_EXERCISE_. Return only the lines from the one containing "For every instance of the motorcycle mirror, set" to the end of the entries below, exactly as written, both ends included.

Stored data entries
++++++

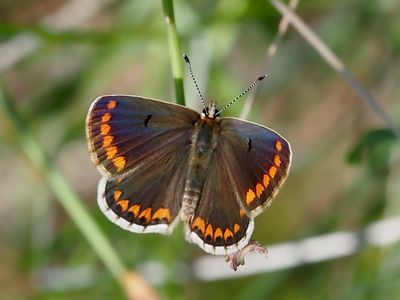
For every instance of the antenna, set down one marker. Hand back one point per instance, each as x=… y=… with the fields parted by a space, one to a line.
x=259 y=79
x=194 y=79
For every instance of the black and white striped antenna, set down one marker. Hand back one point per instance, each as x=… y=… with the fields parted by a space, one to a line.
x=259 y=79
x=193 y=78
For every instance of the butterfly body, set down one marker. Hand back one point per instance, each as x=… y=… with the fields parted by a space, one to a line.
x=162 y=162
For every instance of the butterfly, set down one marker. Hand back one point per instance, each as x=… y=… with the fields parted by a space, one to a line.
x=162 y=162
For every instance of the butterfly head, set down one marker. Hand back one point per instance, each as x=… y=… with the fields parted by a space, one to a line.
x=210 y=112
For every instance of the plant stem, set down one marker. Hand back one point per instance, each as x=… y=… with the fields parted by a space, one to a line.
x=174 y=50
x=63 y=191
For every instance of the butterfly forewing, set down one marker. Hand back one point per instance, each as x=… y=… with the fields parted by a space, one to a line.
x=142 y=148
x=258 y=161
x=123 y=131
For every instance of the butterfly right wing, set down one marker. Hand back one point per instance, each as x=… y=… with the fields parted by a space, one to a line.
x=124 y=132
x=141 y=146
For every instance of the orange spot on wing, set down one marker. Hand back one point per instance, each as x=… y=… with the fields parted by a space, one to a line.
x=272 y=171
x=228 y=234
x=162 y=213
x=146 y=214
x=278 y=145
x=236 y=228
x=259 y=189
x=266 y=180
x=218 y=233
x=123 y=204
x=209 y=231
x=117 y=194
x=134 y=209
x=119 y=162
x=105 y=129
x=106 y=117
x=199 y=224
x=107 y=140
x=111 y=104
x=277 y=160
x=250 y=196
x=111 y=151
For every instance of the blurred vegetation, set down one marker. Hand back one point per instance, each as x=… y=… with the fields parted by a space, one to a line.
x=346 y=164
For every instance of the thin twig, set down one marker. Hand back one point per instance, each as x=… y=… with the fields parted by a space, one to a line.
x=330 y=57
x=282 y=28
x=174 y=50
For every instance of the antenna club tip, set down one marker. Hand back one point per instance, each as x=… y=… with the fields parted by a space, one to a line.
x=186 y=58
x=262 y=77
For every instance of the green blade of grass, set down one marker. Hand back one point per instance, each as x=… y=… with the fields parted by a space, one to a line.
x=63 y=191
x=174 y=50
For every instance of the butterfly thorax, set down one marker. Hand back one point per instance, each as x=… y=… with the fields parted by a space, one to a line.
x=203 y=143
x=210 y=112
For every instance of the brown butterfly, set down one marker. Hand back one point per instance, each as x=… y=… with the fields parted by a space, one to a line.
x=162 y=162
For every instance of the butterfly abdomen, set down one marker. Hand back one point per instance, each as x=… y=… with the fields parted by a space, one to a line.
x=203 y=143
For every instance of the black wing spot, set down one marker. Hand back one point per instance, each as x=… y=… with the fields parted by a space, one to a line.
x=147 y=120
x=249 y=145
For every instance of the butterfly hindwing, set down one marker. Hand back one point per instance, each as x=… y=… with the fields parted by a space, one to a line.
x=220 y=225
x=141 y=146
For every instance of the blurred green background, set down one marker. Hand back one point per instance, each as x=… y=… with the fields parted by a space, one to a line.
x=58 y=56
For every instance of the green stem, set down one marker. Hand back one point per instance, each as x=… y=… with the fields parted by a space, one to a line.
x=174 y=50
x=63 y=192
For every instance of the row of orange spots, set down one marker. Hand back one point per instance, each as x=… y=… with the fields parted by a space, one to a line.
x=119 y=162
x=207 y=231
x=278 y=146
x=260 y=188
x=160 y=214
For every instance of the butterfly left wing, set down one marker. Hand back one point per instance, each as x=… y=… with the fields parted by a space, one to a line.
x=249 y=164
x=141 y=147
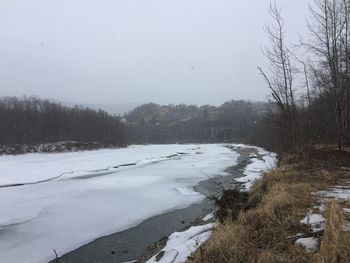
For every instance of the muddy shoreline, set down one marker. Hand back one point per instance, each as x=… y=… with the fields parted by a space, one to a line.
x=143 y=240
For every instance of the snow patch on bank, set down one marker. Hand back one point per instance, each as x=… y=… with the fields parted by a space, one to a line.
x=261 y=162
x=181 y=245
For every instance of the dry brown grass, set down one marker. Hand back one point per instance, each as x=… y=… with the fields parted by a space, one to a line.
x=335 y=242
x=277 y=203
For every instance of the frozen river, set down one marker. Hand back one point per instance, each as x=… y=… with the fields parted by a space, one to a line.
x=62 y=201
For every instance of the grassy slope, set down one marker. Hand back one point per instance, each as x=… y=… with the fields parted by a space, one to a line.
x=264 y=231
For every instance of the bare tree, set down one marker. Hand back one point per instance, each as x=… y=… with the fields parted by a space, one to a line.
x=329 y=28
x=281 y=82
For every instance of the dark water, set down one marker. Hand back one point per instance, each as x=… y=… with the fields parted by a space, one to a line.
x=132 y=243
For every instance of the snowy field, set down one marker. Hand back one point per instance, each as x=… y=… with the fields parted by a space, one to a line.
x=62 y=201
x=70 y=199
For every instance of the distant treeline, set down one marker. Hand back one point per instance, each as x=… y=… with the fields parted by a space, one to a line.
x=233 y=121
x=34 y=121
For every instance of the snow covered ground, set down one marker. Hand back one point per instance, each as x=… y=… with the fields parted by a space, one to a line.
x=62 y=201
x=260 y=164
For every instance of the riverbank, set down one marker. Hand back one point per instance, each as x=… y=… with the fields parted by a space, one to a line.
x=144 y=240
x=299 y=212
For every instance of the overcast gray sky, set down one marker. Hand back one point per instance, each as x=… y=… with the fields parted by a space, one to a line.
x=127 y=51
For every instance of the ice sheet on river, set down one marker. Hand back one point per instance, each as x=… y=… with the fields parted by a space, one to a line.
x=69 y=199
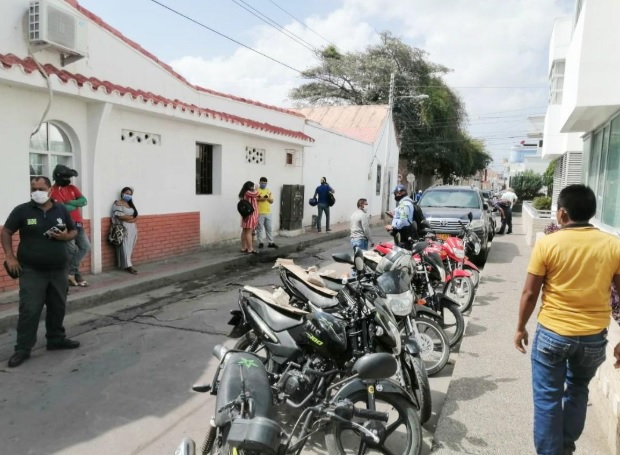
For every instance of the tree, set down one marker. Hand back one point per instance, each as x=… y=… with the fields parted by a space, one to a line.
x=431 y=134
x=548 y=177
x=526 y=185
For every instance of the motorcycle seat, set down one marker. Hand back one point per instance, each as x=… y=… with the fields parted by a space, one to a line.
x=248 y=366
x=273 y=317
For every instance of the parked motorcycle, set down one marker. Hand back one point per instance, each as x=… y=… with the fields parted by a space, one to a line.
x=243 y=421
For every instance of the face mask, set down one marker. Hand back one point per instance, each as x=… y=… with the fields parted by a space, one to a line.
x=40 y=197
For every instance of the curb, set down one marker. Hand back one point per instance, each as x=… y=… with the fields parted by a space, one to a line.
x=158 y=280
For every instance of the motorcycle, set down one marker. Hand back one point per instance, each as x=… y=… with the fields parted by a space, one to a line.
x=363 y=324
x=243 y=421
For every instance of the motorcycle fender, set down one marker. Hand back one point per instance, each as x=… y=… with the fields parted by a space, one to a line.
x=411 y=346
x=460 y=273
x=382 y=385
x=471 y=265
x=421 y=309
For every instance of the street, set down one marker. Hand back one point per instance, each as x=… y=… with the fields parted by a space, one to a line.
x=127 y=389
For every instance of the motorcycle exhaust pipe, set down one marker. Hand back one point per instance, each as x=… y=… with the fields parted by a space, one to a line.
x=219 y=352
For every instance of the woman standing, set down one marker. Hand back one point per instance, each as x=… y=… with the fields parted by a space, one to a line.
x=124 y=211
x=249 y=223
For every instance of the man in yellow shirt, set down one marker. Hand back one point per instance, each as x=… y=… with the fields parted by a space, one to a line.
x=265 y=199
x=575 y=267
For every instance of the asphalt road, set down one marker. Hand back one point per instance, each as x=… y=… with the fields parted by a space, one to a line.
x=127 y=389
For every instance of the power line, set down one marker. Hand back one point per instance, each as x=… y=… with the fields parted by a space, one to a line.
x=267 y=20
x=225 y=36
x=302 y=23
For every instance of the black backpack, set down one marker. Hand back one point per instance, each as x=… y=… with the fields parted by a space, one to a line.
x=331 y=200
x=244 y=208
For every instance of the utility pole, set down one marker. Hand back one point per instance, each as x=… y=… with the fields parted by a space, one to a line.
x=386 y=172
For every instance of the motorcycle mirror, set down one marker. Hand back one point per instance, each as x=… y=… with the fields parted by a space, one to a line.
x=343 y=258
x=187 y=447
x=359 y=259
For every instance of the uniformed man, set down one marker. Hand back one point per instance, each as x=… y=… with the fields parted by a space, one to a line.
x=41 y=263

++++++

_ANSWER SECTION_.
For every instance of the motorcycle mirror, set down one marker. Hand back one point per instance, each as x=… y=… with the fields parted by a space, one to a line.
x=343 y=258
x=187 y=447
x=359 y=259
For every instance of the uniformed man, set down one marker. Hand back one point per instance, each as x=… y=… with the fields parted by a space, one to a line.
x=41 y=263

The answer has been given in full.